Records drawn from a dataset
+ + + +

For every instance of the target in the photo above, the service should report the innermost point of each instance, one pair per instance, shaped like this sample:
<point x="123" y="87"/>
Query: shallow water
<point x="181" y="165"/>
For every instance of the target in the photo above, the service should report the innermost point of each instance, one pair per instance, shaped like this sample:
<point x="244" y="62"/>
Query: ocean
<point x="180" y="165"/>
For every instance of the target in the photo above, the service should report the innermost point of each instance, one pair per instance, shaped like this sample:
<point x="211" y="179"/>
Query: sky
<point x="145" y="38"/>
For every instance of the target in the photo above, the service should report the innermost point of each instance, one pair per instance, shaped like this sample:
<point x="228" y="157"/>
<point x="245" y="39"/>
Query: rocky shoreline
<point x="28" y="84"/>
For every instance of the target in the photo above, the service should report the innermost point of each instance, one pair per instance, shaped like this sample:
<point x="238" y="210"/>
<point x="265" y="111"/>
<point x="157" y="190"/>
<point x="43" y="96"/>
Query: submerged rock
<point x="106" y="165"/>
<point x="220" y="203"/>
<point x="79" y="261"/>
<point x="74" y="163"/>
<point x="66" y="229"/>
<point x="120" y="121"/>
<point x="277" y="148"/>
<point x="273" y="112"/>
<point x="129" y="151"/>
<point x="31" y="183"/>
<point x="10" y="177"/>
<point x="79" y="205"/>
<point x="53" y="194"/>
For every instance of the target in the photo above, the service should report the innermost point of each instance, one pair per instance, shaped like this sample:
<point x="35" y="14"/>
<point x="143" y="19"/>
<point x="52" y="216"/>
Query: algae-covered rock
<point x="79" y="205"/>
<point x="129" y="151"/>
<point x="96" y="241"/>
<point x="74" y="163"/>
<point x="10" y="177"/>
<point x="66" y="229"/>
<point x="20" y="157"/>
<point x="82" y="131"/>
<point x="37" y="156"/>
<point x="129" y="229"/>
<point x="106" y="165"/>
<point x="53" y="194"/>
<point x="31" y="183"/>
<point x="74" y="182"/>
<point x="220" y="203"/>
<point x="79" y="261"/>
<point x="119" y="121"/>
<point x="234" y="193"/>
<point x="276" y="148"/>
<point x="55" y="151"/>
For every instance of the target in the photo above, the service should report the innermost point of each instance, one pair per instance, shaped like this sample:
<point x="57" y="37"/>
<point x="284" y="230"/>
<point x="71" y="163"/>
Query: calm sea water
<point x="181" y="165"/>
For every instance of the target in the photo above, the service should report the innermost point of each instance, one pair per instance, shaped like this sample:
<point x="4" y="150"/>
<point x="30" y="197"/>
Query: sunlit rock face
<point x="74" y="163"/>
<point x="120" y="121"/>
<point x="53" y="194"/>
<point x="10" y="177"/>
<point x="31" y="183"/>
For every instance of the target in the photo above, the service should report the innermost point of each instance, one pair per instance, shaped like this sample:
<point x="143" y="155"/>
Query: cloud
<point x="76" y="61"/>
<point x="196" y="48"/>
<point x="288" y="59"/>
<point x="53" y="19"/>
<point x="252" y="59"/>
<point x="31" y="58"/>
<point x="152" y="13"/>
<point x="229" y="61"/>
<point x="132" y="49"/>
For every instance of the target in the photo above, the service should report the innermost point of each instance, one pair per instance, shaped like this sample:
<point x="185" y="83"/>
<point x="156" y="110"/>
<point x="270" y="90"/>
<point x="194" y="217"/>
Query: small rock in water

+ + + +

What the exercise asks:
Repeat the data in full, matching each line exactly.

Completed task:
For every instance of the target in the photo above, the service should report the innermost point of each instance, one pair per instance, shaped like this sample:
<point x="123" y="87"/>
Query: shallow water
<point x="181" y="165"/>
For every instance of the target in the photo above, the service should report the innermost point of each instance, one pair per instance, shaped like this sample:
<point x="244" y="62"/>
Query: ocean
<point x="180" y="165"/>
For every instance of the target in the photo above, the service should report the innermost point of each instance, one pair per instance, shaped like this sample:
<point x="211" y="179"/>
Query: sky
<point x="145" y="38"/>
For every instance of the target in the photo above, the service should report the innermost point of each instance, one pair per instance, shaped like this sample:
<point x="228" y="157"/>
<point x="245" y="39"/>
Query: rocky shoreline
<point x="28" y="84"/>
For every instance of the target in the photo above, the service should report the innermost point of each instance, one pair per instance, shaped like this sample:
<point x="238" y="210"/>
<point x="265" y="111"/>
<point x="157" y="190"/>
<point x="43" y="96"/>
Query: submerged rock
<point x="106" y="165"/>
<point x="220" y="203"/>
<point x="79" y="261"/>
<point x="74" y="163"/>
<point x="66" y="229"/>
<point x="120" y="121"/>
<point x="277" y="148"/>
<point x="273" y="112"/>
<point x="129" y="151"/>
<point x="31" y="183"/>
<point x="10" y="177"/>
<point x="79" y="205"/>
<point x="53" y="194"/>
For every instance of the target in the photo above, the service should report the innermost point of each instance, one pair per instance, shaped like this sample:
<point x="35" y="14"/>
<point x="143" y="19"/>
<point x="52" y="216"/>
Query: algae-covered rock
<point x="79" y="205"/>
<point x="129" y="151"/>
<point x="96" y="241"/>
<point x="74" y="163"/>
<point x="10" y="177"/>
<point x="66" y="229"/>
<point x="20" y="157"/>
<point x="82" y="131"/>
<point x="37" y="156"/>
<point x="129" y="229"/>
<point x="106" y="165"/>
<point x="53" y="194"/>
<point x="31" y="183"/>
<point x="74" y="182"/>
<point x="220" y="203"/>
<point x="79" y="261"/>
<point x="119" y="121"/>
<point x="234" y="193"/>
<point x="276" y="148"/>
<point x="55" y="151"/>
For every instance of the target in the photo above, the service should report the innermost point of each instance, one pair per instance, shaped like this sample:
<point x="57" y="37"/>
<point x="284" y="230"/>
<point x="71" y="163"/>
Query: calm sea water
<point x="181" y="165"/>
For every instance of the target in the photo above, the service should report the innermost point of each instance, one pair per instance, shaped like this sample:
<point x="4" y="150"/>
<point x="30" y="197"/>
Query: sunlit rock face
<point x="74" y="163"/>
<point x="120" y="121"/>
<point x="53" y="194"/>
<point x="10" y="177"/>
<point x="31" y="183"/>
For every instance of the target in the photo above, the service should report the innermost point of each instance, one pair per instance, shaped like this sample:
<point x="143" y="155"/>
Query: cloud
<point x="76" y="61"/>
<point x="196" y="48"/>
<point x="288" y="59"/>
<point x="53" y="19"/>
<point x="252" y="59"/>
<point x="31" y="58"/>
<point x="152" y="13"/>
<point x="229" y="61"/>
<point x="132" y="49"/>
For every instance of the target in the photo above, the service should report the innermost point of each instance, one pair per instance, shaped like this sample:
<point x="185" y="83"/>
<point x="156" y="110"/>
<point x="270" y="90"/>
<point x="194" y="217"/>
Query: small rock in water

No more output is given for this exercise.